Start of PASSAGE SHOWN

Despite anecdotes from state workers about loss of income, a state court judge said Washington state's Covid vaccine mandate for public employees is not unjust across the board.

SEATTLE (CN) — Thousands of Washington state employees, contractors and health care workers — including firefighters, nurses and teachers — stand to lose their jobs after a Thurston County Superior Court judge declined to block a vaccine mandate that goes into effect Tuesday.

The attorney representing dozens of employees who have declined to get the Covid-19 vaccine on medical and religious grounds acknowledged the weight of the decision ahead of Judge Carol Murphy’s oral ruling.

“We are here at the eleventh hour,” said Nathan Arnold of Arnold & Jacobowitz PLLC.

Governor Jay Inslee’s mandate — enacted in August in reaction to the rising Delta variant — is among the strictest in the nation because it does not allow a weekly testing option for workers who refuse the vaccine. The governor’s office cited persistent outbreaks despite testing and the significant cost and effort to sustain the model long-term as reasons for a hard mandate for more than 800,000 state workers.

Murphy’s decision to deny the employees’ motion for preliminary injunction at the state level came after a federal judge in Seattle declined to block the law on Friday.

The state lawsuit was originally filed in Walla Walla County, but a judge granted the Inslee administration’s request to have the case heard in Thurston County where the state capital is.

Though the state and federal claims differed slightly, both judges applied similar logic in their rulings: the plaintiffs could not show the mandate is unjust in all applications or that it would cause irreparable harm.

“The harm is financial only,” said Murphy, acknowledging concerning anecdotes from employees and the ways in which their lives might be altered. “Once again, these are many individual instances that may be litigated individually.”

As he did Friday in federal court, Arnold tried to argue Monday that the goal of Inslee’s mandate had already been achieved, citing vaccination statistics from state employees. He also warned of the potential for mass resignations among nurses, firefighters and others in essential public infrastructure roles that could lead to deaths among the public.

The state, represented by Zachary Pekelis Jones of Pacifica Law Group, countered again that vaccination data for most employees covered by the mandate is incomplete and that claims about resignations are “based on pure speculation and anecdotal claims of individual workers scattered around the state.”

More than 90% of state government employees had provided proof of vaccination as of last week, according to the state. About 88% of hospital staff statewide had also been fully vaccinated as of last week, while the remaining 12% included a mixed bag of those who were partially vaccinated, receiving accommodations or declining the vaccine, according to a survey from the Washington State Hospital Association.

The state Office of Superintendent of Public Instruction doesn’t plan to release vaccination rates among educators until the end of October but Superintendent Chris Reykdal estimated “well in excess” of 70% of teachers had been vaccinated in August, The Seattle Times reported.

Pekelis Jones said it will be tragic for people to lose their jobs over refusing the vaccine, but it would be more tragic still for employees in critical, public-facing roles to endanger the public they’re supposed to serve.

Ultimately, Murphy ruled the employees are unlikely to prevail because Inslee’s proclamation is likely a valid use of emergency powers granted to him by the Legislature.

After Friday’s decision in federal court, Washington Attorney General Bob Ferguson noted how his office has successfully defended Inslee’s pandemic orders against 42 legal challenges.

“Our office remains undefeated in these challenges to the governor’s public health measures,” he tweeted.

Further federal court hearings have yet to be set, as the judge said she wanted to see the outcome of the state court hearing before scheduling anything else. A trial in Thurston County Superior Court isn't anticipated before February.

End of PASSAGE SHOWN

**TO DO:**
a. Summarize the article on the vaccine mandate ruling in two sentences.
b. In the article on the vaccine mandate ruling, what share of state government employees had provided proof of vaccination as of last week, according to the state?

Start of DATA EXTRACTS

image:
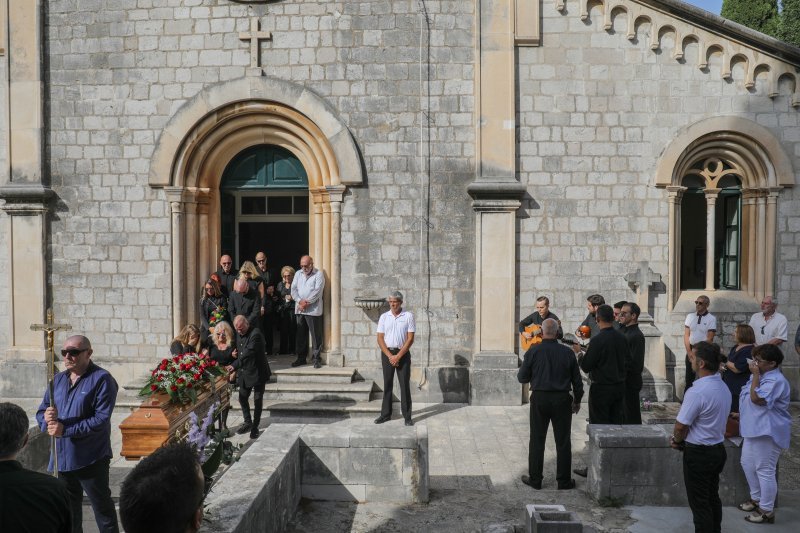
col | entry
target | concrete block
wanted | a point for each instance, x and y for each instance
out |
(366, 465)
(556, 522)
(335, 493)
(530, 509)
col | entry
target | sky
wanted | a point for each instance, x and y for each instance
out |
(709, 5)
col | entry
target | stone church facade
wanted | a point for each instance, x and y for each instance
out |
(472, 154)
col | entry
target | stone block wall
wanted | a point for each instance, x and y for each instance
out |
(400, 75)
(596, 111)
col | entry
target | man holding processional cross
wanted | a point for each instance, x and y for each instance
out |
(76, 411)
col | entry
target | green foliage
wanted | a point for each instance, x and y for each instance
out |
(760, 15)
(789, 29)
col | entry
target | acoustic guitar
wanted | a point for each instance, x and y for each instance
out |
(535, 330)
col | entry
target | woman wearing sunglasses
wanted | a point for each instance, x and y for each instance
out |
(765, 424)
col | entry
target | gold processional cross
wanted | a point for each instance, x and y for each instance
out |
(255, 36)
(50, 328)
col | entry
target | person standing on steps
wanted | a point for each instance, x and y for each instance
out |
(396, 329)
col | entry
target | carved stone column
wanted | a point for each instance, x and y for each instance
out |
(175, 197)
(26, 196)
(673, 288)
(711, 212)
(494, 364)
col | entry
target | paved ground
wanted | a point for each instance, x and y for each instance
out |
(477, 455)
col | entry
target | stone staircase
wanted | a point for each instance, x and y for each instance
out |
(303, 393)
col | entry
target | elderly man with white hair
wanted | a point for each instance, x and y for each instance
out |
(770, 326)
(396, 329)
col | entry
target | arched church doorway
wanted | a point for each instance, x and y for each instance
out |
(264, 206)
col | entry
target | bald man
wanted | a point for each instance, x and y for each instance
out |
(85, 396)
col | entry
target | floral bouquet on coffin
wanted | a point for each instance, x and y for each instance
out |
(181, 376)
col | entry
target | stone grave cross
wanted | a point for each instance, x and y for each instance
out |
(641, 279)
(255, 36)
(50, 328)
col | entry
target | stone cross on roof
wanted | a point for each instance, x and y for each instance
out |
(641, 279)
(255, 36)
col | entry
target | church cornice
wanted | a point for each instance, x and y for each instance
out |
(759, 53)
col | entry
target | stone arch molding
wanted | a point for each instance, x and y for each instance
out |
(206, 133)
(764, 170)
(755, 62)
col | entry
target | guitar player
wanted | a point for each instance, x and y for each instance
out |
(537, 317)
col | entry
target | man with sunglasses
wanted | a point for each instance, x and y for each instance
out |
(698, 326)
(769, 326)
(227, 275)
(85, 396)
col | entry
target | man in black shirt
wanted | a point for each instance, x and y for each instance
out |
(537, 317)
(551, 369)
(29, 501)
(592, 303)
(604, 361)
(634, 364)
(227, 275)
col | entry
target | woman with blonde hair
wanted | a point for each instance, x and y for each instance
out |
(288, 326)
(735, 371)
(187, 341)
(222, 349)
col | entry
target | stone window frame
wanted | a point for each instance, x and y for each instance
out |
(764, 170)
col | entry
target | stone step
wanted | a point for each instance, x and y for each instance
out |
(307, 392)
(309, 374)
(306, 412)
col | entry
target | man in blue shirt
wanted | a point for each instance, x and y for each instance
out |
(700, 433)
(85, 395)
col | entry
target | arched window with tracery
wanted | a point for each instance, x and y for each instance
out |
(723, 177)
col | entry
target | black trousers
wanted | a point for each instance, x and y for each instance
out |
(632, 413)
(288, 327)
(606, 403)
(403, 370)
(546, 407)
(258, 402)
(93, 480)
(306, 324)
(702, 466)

End of DATA EXTRACTS

**SOLUTIONS TO THE TASKS:**
a. A Thurston County Superior Court judge, Carol Murphy, declined to block Governor Jay Inslee's Covid vaccine mandate for Washington state employees, a mandate that takes effect Tuesday and offers no weekly testing option. She found that the harm to employees is financial only and that they are unlikely to prevail, because the proclamation is likely a valid use of emergency powers granted by the Legislature.

b. More than 90%.